→ TO DO:
Print, exactly and completely, every entry in the data.

→ DATA RECORDS:
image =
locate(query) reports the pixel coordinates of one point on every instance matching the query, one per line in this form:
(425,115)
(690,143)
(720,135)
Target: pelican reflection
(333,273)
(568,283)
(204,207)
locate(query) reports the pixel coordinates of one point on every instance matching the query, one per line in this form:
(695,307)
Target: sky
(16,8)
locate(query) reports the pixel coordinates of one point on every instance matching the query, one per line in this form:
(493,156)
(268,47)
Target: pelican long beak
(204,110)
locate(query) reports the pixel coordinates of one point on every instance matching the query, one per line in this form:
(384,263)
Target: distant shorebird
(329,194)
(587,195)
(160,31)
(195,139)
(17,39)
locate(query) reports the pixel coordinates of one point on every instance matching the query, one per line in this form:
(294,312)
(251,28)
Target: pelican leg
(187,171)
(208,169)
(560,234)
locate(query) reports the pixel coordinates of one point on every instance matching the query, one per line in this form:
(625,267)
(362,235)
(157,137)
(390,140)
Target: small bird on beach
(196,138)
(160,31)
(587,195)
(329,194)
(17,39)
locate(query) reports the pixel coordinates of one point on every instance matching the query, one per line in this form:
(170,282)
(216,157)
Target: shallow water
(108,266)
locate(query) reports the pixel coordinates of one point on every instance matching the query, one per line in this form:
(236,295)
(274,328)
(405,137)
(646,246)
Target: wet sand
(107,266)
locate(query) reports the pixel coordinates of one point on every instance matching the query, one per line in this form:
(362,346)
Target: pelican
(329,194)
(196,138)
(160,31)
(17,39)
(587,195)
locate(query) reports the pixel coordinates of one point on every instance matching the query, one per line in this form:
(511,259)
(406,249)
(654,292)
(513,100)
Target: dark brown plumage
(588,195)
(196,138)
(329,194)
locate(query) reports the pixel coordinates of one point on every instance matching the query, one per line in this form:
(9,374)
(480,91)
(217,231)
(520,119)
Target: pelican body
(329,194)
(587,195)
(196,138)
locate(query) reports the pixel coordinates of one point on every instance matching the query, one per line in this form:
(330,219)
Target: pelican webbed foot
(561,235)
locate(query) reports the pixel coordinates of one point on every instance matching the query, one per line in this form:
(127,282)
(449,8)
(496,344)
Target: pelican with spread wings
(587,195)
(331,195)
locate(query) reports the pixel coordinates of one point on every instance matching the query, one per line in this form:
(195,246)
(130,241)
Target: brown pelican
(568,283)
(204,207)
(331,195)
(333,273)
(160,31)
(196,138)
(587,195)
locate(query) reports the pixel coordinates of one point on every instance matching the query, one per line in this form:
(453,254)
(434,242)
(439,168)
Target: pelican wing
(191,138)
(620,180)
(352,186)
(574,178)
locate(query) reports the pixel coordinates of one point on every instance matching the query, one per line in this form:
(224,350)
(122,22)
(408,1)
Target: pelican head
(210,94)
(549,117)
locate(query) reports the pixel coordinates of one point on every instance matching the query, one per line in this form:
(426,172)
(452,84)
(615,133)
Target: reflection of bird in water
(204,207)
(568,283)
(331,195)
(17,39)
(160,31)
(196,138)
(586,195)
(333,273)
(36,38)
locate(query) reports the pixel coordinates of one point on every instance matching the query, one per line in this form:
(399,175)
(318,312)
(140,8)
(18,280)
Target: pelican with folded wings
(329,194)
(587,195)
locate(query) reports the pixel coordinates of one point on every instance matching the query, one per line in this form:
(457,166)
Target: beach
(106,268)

→ EXERCISE RESULT:
image =
locate(query) reports the pixel coordinates of one point on every instance matching the query, one per line in this form:
(425,115)
(690,143)
(720,135)
Target: pelican reflection
(333,273)
(568,283)
(204,207)
locate(query) reports the pixel coordinates of one point on every instance matching the query, one per line in this form:
(695,307)
Target: sky
(16,8)
locate(query) reports the pixel coordinates of one point on every instance matching the query, one per line in this form:
(493,156)
(268,47)
Target: pelican long beak
(204,110)
locate(query) reports the pixel coordinates of one point on every instance matching the query, one per line in this form:
(384,263)
Target: distant shorebird
(329,194)
(587,195)
(160,31)
(195,139)
(17,39)
locate(query) reports the pixel coordinates of one point on every instance matching the query, one per line in this form:
(294,312)
(251,28)
Target: pelican leg
(187,171)
(208,169)
(560,234)
locate(query) reports the pixel coordinates of one point on every instance matching the query, one per line in this form:
(625,267)
(362,235)
(157,137)
(390,140)
Target: small bird on beach
(196,138)
(160,31)
(587,195)
(329,194)
(17,39)
locate(query) reports the pixel coordinates of one point on every instance matching the query, one per line in this form:
(170,282)
(216,157)
Target: shallow water
(108,266)
locate(query) reports the pixel coordinates of one point on every instance matching the query, one per line in this form:
(236,295)
(274,328)
(405,137)
(646,246)
Target: wet sand
(107,266)
locate(query) reports the pixel coordinates of one point on every instance matching the query, one per line in this form:
(362,346)
Target: pelican
(329,194)
(196,138)
(160,31)
(17,39)
(587,195)
locate(query) reports the pixel coordinates of one point on every instance matching the query, one per line in this form:
(511,259)
(406,249)
(654,292)
(513,100)
Target: dark brown plumage
(588,195)
(196,138)
(329,194)
locate(query) reports the pixel coordinates of one point on every instance matching the query, one per line in this form:
(9,374)
(480,91)
(217,231)
(520,119)
Target: pelican body
(329,194)
(587,195)
(196,138)
locate(query) reports the pixel coordinates of one point on every instance matching the query, one per line in this form:
(330,219)
Target: pelican webbed foot
(561,235)
locate(query) reports the pixel coordinates of one point on every instance matching the query, one per line in this form:
(127,282)
(449,8)
(496,344)
Target: pelican with spread wings
(587,195)
(331,195)
locate(query) reports the pixel coordinates of one point on every instance matching the query, one per line in this form:
(195,246)
(130,241)
Target: brown pelican
(568,283)
(204,207)
(331,195)
(333,273)
(160,31)
(196,138)
(587,195)
locate(query) reports the pixel coordinates of one point on every instance matching the query, one per line in this form:
(453,254)
(434,242)
(439,168)
Target: pelican wing
(191,138)
(620,180)
(352,186)
(574,178)
locate(query) reports the pixel coordinates of one point on every instance matching the query, one per line in this form:
(224,350)
(122,22)
(408,1)
Target: pelican head
(210,94)
(549,117)
locate(query) reports the pixel coordinates of one point on every instance matching the query, one per line in this form:
(426,172)
(452,84)
(615,133)
Target: reflection of bird in water
(204,207)
(568,283)
(331,195)
(17,39)
(160,31)
(196,138)
(586,195)
(333,273)
(36,38)
locate(query) reports the pixel coordinates of one point on every instance matching the query, one per line in this form:
(399,175)
(318,312)
(140,8)
(18,280)
Target: pelican with folded wings
(329,194)
(587,195)
locate(query) reports the pixel coordinates of one point on every instance matching the query, one per line in this form:
(457,166)
Target: beach
(106,268)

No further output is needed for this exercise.